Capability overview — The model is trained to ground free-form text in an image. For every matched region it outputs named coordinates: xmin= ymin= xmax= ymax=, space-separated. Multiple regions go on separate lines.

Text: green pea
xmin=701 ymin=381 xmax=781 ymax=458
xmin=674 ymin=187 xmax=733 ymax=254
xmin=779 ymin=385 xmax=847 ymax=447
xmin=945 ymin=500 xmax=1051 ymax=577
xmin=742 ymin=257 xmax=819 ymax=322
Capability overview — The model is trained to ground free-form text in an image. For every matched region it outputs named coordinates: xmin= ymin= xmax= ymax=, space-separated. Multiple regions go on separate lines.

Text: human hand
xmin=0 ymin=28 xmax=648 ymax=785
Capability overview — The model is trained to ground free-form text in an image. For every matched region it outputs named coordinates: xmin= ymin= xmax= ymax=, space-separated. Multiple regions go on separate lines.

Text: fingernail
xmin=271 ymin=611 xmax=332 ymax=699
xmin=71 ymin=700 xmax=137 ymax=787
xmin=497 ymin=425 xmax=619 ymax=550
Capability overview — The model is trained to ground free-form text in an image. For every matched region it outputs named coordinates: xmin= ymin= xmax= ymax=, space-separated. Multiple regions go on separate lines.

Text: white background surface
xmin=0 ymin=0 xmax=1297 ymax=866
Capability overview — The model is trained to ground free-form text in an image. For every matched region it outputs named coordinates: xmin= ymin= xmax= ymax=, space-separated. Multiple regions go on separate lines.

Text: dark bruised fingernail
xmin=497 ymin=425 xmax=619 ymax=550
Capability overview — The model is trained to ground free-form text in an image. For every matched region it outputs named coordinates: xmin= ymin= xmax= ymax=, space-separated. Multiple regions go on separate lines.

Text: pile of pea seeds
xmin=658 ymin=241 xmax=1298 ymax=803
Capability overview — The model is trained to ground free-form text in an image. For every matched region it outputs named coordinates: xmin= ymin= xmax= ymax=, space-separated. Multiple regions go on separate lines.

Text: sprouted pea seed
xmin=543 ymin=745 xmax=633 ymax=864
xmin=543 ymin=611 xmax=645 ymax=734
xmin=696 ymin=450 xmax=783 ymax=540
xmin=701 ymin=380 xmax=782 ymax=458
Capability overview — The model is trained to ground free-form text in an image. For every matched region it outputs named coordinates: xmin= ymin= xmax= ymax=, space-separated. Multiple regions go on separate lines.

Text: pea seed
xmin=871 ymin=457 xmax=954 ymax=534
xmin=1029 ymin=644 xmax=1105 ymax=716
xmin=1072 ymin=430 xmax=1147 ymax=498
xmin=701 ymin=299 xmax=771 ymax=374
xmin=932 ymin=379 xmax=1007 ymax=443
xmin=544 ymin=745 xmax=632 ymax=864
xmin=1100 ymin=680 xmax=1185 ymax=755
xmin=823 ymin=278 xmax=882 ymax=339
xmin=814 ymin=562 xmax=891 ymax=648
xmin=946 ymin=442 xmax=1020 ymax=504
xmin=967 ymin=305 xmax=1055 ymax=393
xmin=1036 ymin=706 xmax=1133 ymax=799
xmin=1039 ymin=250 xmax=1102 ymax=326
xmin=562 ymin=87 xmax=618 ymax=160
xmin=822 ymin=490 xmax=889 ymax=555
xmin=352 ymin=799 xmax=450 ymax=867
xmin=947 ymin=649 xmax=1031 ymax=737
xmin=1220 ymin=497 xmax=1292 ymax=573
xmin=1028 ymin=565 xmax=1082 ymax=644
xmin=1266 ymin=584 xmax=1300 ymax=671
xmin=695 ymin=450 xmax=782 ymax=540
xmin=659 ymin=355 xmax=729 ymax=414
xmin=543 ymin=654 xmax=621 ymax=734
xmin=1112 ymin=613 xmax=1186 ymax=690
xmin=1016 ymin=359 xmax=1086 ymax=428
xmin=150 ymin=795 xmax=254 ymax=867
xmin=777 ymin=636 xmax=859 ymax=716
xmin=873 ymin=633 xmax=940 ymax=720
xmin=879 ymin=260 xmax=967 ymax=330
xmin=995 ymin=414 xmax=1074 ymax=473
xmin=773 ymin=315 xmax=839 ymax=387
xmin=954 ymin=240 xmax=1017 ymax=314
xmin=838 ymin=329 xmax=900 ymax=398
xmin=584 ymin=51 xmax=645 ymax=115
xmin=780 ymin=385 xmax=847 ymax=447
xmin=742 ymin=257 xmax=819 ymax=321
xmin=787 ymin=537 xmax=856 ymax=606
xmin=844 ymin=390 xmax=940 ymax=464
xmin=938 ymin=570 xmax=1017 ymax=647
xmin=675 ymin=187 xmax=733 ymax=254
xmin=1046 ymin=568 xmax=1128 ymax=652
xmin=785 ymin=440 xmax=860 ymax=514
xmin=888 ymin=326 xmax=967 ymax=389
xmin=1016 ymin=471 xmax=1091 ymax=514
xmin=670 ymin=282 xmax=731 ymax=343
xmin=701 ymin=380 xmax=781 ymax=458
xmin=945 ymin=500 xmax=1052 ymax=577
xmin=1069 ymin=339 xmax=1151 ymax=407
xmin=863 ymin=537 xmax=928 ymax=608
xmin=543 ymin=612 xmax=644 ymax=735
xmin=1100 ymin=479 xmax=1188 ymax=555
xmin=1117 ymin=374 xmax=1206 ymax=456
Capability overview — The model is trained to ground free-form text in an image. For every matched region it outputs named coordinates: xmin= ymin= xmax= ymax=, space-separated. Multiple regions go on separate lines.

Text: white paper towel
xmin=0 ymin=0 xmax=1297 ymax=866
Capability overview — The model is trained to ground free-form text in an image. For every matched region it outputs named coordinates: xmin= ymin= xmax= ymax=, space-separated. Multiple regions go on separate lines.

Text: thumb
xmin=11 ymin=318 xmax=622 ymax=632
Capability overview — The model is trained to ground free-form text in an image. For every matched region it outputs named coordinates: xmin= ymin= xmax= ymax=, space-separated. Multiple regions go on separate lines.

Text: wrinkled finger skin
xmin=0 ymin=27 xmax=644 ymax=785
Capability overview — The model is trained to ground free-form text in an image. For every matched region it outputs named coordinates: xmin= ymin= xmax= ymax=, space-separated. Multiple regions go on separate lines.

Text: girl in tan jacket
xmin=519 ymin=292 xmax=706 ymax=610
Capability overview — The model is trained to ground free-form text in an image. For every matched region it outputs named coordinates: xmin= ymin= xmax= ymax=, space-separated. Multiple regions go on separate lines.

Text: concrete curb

++++

# PROBLEM STATEMENT
All the lines above should come back exactly as written.

# RESULT OF THE TASK
Capability overview — The model is trained to ground free-form text in an image. For every matched region it outputs named coordinates: xmin= ymin= xmax= ymax=, space-separated. Multiple regions go on separate lines.

Text: green pea
xmin=701 ymin=381 xmax=781 ymax=458
xmin=674 ymin=187 xmax=733 ymax=254
xmin=779 ymin=385 xmax=847 ymax=447
xmin=945 ymin=500 xmax=1051 ymax=577
xmin=742 ymin=257 xmax=819 ymax=322
Capability overview — The model is trained to ground free-form text in an image. For every matched region it outputs named coordinates: xmin= ymin= xmax= ymax=, space-separated. Multiple regions go on separate lines.

Text: human hand
xmin=0 ymin=28 xmax=648 ymax=785
Capability overview — The model is trained to ground free-form text in an image. For every matched region it outputs named coordinates: xmin= ymin= xmax= ymax=, space-separated. Multiple regions go on separate lines.

Text: fingernail
xmin=271 ymin=611 xmax=332 ymax=699
xmin=71 ymin=700 xmax=137 ymax=787
xmin=497 ymin=425 xmax=619 ymax=550
Capability overview — The model is trained to ground free-form text in an image. For every matched region it outputs named coordinates: xmin= ymin= xmax= ymax=, space-separated. Multiple regions go on separate lines.

Text: white background surface
xmin=0 ymin=0 xmax=1297 ymax=866
Capability overview — The model is trained to ground free-form text in an image. For every matched region it outputs named coordinates: xmin= ymin= xmax= ymax=, space-separated. Multiple regions go on separate lines.

Text: dark bruised fingernail
xmin=497 ymin=425 xmax=619 ymax=550
Capability overview — The model is trained to ground free-form text in an image. For every matched region it outputs named coordinates: xmin= ymin= xmax= ymax=, space-separated. Multiple regions go on separate lines.

Text: pile of pea seeds
xmin=658 ymin=241 xmax=1298 ymax=803
Capability overview — The model is trained to ground free-form text in an image. For every matched region it outputs named coordinates: xmin= ymin= xmax= ymax=, space-separated. Multiple regions go on separate lines.

Text: sprouted pea seed
xmin=543 ymin=745 xmax=633 ymax=864
xmin=543 ymin=611 xmax=645 ymax=734
xmin=696 ymin=450 xmax=783 ymax=540
xmin=701 ymin=380 xmax=782 ymax=458
Capability overview — The model is trained to ground free-form text in an image. For every matched region it outputs named coordinates: xmin= ymin= xmax= ymax=, space-separated. Multiple regions go on separate lines.

Text: pea seed
xmin=871 ymin=457 xmax=954 ymax=534
xmin=1029 ymin=644 xmax=1105 ymax=716
xmin=1072 ymin=430 xmax=1147 ymax=498
xmin=701 ymin=299 xmax=771 ymax=374
xmin=932 ymin=379 xmax=1007 ymax=443
xmin=544 ymin=745 xmax=632 ymax=864
xmin=1100 ymin=680 xmax=1185 ymax=755
xmin=823 ymin=278 xmax=882 ymax=339
xmin=814 ymin=562 xmax=891 ymax=648
xmin=946 ymin=442 xmax=1020 ymax=504
xmin=967 ymin=305 xmax=1055 ymax=393
xmin=1036 ymin=706 xmax=1133 ymax=799
xmin=1039 ymin=250 xmax=1102 ymax=326
xmin=562 ymin=87 xmax=618 ymax=160
xmin=822 ymin=490 xmax=889 ymax=555
xmin=352 ymin=799 xmax=450 ymax=867
xmin=947 ymin=649 xmax=1031 ymax=737
xmin=1220 ymin=497 xmax=1292 ymax=573
xmin=1028 ymin=565 xmax=1082 ymax=644
xmin=1266 ymin=584 xmax=1300 ymax=671
xmin=695 ymin=450 xmax=782 ymax=540
xmin=659 ymin=355 xmax=729 ymax=414
xmin=543 ymin=654 xmax=621 ymax=734
xmin=1112 ymin=613 xmax=1186 ymax=690
xmin=1016 ymin=359 xmax=1086 ymax=428
xmin=150 ymin=795 xmax=254 ymax=867
xmin=777 ymin=636 xmax=859 ymax=716
xmin=873 ymin=633 xmax=940 ymax=720
xmin=879 ymin=260 xmax=967 ymax=330
xmin=995 ymin=414 xmax=1074 ymax=473
xmin=773 ymin=315 xmax=839 ymax=387
xmin=954 ymin=240 xmax=1017 ymax=314
xmin=838 ymin=329 xmax=900 ymax=398
xmin=584 ymin=51 xmax=645 ymax=115
xmin=780 ymin=385 xmax=847 ymax=447
xmin=742 ymin=257 xmax=819 ymax=321
xmin=787 ymin=537 xmax=856 ymax=606
xmin=844 ymin=390 xmax=940 ymax=464
xmin=938 ymin=570 xmax=1017 ymax=647
xmin=675 ymin=187 xmax=733 ymax=254
xmin=1046 ymin=568 xmax=1128 ymax=652
xmin=785 ymin=440 xmax=860 ymax=514
xmin=888 ymin=326 xmax=967 ymax=389
xmin=1016 ymin=471 xmax=1091 ymax=514
xmin=670 ymin=282 xmax=731 ymax=343
xmin=701 ymin=380 xmax=781 ymax=458
xmin=945 ymin=500 xmax=1052 ymax=577
xmin=1069 ymin=339 xmax=1151 ymax=407
xmin=863 ymin=537 xmax=928 ymax=608
xmin=543 ymin=612 xmax=644 ymax=735
xmin=1100 ymin=479 xmax=1188 ymax=555
xmin=1117 ymin=374 xmax=1206 ymax=456
Capability overview — The model is trained to ground free-form text in an image. For every matched region it outputs named coordinates: xmin= ymin= xmax= ymax=, space-separated. Multiple regions go on separate lines.

Text: white paper towel
xmin=0 ymin=0 xmax=1297 ymax=866
Capability overview — The model is trained to ground free-form text in an image. For every matched region it outputs named coordinates: xmin= ymin= xmax= ymax=, space-separated. Multiple regions go on separate lines.

Text: thumb
xmin=11 ymin=318 xmax=622 ymax=632
Capability overview — The model is trained to ground free-form text in an image. For every matched region it outputs named coordinates: xmin= ymin= xmax= ymax=, space-separated. Multiple regions go on separate lines.

Text: wrinkled finger skin
xmin=0 ymin=27 xmax=644 ymax=785
Capability overview — The model is trained to ground free-form text in an image. For every matched region it outputs named coordinates: xmin= ymin= xmax= ymax=, space-separated. Multiple regions go on separate lines.

Text: girl in tan jacket
xmin=519 ymin=292 xmax=706 ymax=610
Capability overview — The model is trained to ground free-form text in an image. For every matched region it outputs named coordinates: xmin= ymin= xmax= ymax=, space-separated. Multiple regions go on separate lines.

Text: concrete curb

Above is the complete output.